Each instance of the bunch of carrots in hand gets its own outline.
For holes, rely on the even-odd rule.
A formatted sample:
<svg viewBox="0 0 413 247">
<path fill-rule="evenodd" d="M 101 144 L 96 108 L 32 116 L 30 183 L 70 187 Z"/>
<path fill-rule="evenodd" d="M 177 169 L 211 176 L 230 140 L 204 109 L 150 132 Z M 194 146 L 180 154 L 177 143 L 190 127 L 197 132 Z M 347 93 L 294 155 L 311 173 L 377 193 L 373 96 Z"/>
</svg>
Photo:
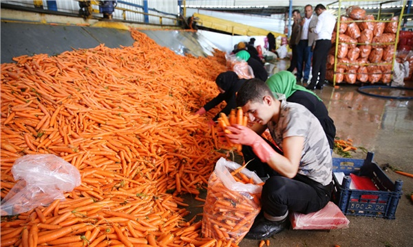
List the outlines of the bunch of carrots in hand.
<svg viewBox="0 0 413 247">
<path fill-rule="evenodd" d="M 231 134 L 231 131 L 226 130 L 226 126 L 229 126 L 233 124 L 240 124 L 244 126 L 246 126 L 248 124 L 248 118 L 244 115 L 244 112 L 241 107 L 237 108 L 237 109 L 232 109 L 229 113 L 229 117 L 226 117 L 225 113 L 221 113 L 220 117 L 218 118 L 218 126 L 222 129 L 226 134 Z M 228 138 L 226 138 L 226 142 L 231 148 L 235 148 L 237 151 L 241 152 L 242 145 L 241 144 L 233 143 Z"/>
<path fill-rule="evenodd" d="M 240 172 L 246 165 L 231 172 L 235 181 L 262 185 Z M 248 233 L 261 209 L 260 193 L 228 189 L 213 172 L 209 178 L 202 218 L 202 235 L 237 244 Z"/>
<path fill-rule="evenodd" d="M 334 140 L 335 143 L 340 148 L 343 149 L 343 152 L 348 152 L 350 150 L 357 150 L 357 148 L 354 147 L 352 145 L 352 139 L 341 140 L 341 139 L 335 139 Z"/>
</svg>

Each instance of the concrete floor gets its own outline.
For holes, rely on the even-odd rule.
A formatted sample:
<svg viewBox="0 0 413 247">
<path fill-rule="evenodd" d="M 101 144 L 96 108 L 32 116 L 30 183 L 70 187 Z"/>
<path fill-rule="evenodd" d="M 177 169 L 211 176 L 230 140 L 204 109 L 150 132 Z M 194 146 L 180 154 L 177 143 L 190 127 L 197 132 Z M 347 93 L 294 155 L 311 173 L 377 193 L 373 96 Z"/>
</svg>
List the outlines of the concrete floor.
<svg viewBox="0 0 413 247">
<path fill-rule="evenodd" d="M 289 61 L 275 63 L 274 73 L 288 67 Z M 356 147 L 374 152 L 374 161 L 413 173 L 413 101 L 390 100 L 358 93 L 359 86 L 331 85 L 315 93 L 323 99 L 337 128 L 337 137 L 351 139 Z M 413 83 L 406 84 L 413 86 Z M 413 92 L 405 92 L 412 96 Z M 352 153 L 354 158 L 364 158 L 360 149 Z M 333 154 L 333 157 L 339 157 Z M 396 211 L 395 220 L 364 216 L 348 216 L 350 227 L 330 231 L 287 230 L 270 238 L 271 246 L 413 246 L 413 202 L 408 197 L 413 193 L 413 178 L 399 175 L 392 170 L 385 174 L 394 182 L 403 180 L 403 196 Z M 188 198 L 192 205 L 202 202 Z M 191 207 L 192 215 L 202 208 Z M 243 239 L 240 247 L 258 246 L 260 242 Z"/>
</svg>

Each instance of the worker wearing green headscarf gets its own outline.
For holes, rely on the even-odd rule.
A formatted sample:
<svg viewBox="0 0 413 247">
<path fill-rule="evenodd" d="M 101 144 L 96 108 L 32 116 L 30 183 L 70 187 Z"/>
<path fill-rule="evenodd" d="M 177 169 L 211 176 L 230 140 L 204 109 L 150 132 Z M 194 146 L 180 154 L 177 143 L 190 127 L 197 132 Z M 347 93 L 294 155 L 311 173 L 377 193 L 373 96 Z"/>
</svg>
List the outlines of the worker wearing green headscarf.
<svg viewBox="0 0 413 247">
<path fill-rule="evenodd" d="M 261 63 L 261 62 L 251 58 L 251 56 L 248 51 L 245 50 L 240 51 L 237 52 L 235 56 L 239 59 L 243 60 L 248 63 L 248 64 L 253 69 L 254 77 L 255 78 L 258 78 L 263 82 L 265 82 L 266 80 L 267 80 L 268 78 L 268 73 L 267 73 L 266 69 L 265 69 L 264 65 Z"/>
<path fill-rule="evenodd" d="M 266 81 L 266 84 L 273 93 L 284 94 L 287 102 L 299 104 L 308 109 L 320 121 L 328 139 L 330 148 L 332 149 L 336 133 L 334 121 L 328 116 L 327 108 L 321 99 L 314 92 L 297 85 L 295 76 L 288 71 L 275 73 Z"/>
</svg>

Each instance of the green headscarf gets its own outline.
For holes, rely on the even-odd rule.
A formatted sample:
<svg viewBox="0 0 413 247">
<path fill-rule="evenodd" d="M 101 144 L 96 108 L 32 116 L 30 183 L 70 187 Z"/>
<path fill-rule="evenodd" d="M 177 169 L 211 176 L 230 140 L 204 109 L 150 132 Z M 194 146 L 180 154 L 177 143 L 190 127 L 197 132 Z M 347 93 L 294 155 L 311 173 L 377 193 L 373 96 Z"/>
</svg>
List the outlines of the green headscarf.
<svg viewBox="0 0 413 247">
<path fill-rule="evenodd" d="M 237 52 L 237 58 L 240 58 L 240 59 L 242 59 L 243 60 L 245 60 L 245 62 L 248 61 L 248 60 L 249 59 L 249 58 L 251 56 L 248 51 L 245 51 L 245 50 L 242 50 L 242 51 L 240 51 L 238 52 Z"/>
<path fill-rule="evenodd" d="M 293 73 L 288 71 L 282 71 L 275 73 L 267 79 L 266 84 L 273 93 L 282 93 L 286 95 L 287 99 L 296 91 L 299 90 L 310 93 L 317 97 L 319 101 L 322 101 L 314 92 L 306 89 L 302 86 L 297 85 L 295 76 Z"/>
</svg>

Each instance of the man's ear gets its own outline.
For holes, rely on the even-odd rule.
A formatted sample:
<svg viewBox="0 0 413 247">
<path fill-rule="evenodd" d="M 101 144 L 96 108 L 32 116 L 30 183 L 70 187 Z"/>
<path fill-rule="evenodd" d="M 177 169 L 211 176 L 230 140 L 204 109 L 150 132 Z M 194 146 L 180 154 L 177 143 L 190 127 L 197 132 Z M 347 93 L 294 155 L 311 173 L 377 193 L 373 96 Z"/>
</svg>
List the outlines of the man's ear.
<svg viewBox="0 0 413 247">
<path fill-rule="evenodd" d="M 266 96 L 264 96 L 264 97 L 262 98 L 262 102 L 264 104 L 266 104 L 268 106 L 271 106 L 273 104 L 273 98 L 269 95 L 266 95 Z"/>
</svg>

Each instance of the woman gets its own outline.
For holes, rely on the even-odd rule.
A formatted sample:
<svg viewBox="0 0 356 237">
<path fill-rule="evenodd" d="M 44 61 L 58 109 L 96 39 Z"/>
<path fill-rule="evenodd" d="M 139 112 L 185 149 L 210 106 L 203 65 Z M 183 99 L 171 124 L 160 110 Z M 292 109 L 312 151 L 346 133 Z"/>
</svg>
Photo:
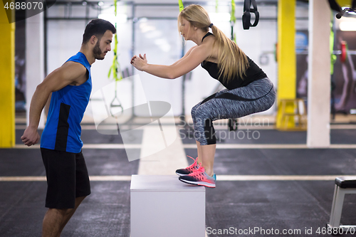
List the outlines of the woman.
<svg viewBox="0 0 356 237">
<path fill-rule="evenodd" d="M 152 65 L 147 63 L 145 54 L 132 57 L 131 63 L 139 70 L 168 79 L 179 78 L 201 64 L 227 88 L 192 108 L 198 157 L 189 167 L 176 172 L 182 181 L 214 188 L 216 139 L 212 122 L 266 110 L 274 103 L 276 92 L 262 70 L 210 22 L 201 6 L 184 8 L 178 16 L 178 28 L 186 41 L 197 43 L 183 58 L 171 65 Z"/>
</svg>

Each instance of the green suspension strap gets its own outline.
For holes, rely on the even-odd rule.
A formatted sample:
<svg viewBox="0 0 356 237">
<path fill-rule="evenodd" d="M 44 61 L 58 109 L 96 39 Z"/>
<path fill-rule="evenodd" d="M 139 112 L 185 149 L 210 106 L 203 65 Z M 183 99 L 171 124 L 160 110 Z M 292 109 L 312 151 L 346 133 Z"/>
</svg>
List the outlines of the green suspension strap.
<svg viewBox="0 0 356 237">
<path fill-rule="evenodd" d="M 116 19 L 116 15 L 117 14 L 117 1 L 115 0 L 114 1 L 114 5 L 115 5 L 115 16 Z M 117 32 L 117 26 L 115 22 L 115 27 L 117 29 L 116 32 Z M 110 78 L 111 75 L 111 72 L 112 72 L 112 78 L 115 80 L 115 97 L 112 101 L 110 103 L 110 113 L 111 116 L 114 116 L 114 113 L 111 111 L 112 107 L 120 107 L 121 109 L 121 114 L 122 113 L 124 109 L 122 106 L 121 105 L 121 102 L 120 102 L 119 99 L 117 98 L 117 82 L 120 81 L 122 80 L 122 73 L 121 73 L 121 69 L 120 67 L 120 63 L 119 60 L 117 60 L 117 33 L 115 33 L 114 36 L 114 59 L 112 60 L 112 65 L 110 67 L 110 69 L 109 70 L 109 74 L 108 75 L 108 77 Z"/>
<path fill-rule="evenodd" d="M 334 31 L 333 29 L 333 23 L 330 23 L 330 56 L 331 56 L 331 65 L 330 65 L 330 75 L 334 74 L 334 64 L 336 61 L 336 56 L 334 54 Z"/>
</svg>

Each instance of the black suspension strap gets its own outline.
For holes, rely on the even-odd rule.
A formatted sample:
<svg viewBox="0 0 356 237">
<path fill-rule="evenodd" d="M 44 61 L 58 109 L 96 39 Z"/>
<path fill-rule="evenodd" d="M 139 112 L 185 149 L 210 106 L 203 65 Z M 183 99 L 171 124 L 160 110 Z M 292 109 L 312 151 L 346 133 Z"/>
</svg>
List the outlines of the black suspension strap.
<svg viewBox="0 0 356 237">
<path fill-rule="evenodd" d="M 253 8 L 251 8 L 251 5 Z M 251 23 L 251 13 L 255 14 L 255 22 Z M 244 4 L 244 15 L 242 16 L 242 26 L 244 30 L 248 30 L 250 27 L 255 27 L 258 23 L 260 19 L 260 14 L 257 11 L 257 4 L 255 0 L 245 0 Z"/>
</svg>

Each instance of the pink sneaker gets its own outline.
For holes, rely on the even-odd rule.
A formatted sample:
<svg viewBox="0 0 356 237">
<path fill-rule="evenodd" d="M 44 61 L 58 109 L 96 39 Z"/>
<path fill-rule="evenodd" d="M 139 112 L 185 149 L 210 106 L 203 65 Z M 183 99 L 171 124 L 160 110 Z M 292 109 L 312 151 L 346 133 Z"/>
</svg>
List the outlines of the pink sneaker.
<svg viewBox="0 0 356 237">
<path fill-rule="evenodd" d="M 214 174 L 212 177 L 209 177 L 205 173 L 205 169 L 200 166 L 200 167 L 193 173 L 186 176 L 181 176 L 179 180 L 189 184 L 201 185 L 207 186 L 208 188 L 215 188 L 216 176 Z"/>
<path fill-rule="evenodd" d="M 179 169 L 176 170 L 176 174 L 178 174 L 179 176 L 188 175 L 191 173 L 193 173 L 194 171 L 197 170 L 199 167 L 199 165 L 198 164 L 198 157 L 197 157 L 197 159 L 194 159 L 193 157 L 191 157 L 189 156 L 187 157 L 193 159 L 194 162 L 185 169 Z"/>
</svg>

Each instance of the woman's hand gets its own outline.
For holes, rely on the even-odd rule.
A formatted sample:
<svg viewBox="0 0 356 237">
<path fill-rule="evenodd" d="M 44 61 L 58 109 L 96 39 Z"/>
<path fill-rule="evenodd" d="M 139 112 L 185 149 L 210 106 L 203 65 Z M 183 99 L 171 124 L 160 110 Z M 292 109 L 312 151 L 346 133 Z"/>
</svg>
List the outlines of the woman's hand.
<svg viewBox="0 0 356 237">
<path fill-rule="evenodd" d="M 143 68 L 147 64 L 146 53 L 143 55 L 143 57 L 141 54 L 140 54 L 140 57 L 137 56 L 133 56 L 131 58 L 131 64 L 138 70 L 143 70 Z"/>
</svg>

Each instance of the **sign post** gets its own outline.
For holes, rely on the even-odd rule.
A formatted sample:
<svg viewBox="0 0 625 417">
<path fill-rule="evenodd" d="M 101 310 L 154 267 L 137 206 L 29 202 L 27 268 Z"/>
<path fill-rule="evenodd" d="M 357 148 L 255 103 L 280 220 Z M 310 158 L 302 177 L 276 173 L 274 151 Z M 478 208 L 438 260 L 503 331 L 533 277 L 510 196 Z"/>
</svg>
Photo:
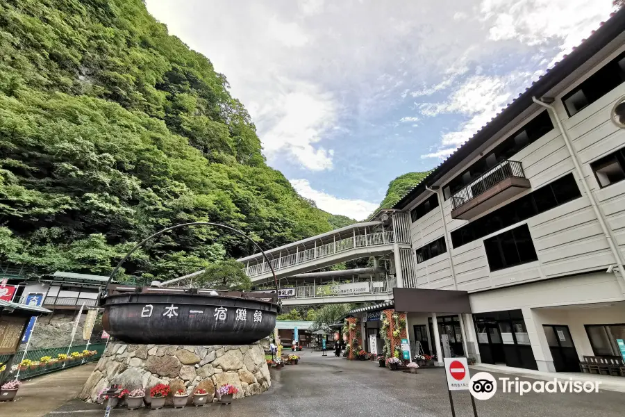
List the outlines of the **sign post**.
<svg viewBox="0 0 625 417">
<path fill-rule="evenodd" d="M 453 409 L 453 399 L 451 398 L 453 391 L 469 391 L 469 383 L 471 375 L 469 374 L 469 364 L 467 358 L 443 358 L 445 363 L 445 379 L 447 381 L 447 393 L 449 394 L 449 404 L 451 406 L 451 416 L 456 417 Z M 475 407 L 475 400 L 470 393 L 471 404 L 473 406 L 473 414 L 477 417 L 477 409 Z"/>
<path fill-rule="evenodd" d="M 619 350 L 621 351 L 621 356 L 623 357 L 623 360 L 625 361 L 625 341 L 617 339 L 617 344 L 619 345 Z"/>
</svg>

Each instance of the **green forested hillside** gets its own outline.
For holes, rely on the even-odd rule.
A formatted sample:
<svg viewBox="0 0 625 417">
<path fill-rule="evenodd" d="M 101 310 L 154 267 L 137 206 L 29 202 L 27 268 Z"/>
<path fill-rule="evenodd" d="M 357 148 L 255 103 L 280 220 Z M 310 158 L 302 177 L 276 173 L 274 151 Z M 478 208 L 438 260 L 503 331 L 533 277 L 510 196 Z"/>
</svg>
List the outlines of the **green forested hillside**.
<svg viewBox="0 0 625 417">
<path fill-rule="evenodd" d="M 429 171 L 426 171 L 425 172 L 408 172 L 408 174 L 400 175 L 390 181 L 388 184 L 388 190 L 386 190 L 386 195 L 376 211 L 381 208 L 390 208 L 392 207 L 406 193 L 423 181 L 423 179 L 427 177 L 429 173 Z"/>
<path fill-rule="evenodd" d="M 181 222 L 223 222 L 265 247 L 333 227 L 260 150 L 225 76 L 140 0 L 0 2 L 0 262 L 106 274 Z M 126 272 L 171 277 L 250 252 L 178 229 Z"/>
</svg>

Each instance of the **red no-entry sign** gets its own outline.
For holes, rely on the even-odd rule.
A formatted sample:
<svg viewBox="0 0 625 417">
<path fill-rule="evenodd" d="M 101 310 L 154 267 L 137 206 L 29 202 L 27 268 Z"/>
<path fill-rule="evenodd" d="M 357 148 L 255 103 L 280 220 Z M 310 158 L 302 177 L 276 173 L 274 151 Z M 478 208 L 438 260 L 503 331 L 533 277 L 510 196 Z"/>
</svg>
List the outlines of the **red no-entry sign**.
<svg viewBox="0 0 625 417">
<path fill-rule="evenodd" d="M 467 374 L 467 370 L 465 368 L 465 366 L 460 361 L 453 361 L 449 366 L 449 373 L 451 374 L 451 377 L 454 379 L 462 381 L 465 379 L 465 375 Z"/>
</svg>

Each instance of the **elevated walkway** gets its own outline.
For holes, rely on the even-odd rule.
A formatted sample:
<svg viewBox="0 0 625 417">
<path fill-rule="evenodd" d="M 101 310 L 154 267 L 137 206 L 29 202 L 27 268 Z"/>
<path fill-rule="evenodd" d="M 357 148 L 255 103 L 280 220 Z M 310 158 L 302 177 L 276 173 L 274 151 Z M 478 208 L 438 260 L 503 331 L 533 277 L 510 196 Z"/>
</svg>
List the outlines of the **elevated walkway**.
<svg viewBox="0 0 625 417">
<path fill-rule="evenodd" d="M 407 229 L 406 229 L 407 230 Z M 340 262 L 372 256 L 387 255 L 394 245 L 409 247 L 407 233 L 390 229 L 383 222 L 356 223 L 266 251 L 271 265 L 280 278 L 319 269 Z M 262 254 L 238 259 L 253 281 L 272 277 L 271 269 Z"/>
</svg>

▬▬▬▬▬▬

_PROBLEM REQUIREMENTS_
Write out the lines above, starting at the line that contains "Each instance of the **elevated" and ending with the final line, and nothing else; copy them exactly.

_SOLUTION TO THIS EXERCISE_
Each instance of the **elevated walkway** gets its own outline.
For holes, rely on the even-odd rule.
A formatted sample:
<svg viewBox="0 0 625 417">
<path fill-rule="evenodd" d="M 101 310 L 154 267 L 137 206 L 29 202 L 27 268 Z"/>
<path fill-rule="evenodd" d="M 357 148 L 255 103 L 280 220 Z M 310 158 L 302 177 L 276 173 L 274 151 Z M 478 208 L 438 260 L 503 331 L 533 277 L 510 196 Z"/>
</svg>
List the outlines of the **elevated walkway**.
<svg viewBox="0 0 625 417">
<path fill-rule="evenodd" d="M 407 229 L 406 229 L 407 230 Z M 340 262 L 372 256 L 387 255 L 394 245 L 409 247 L 407 233 L 390 229 L 383 222 L 356 223 L 266 251 L 271 265 L 280 278 L 319 269 Z M 262 254 L 238 259 L 253 281 L 272 277 L 271 269 Z"/>
</svg>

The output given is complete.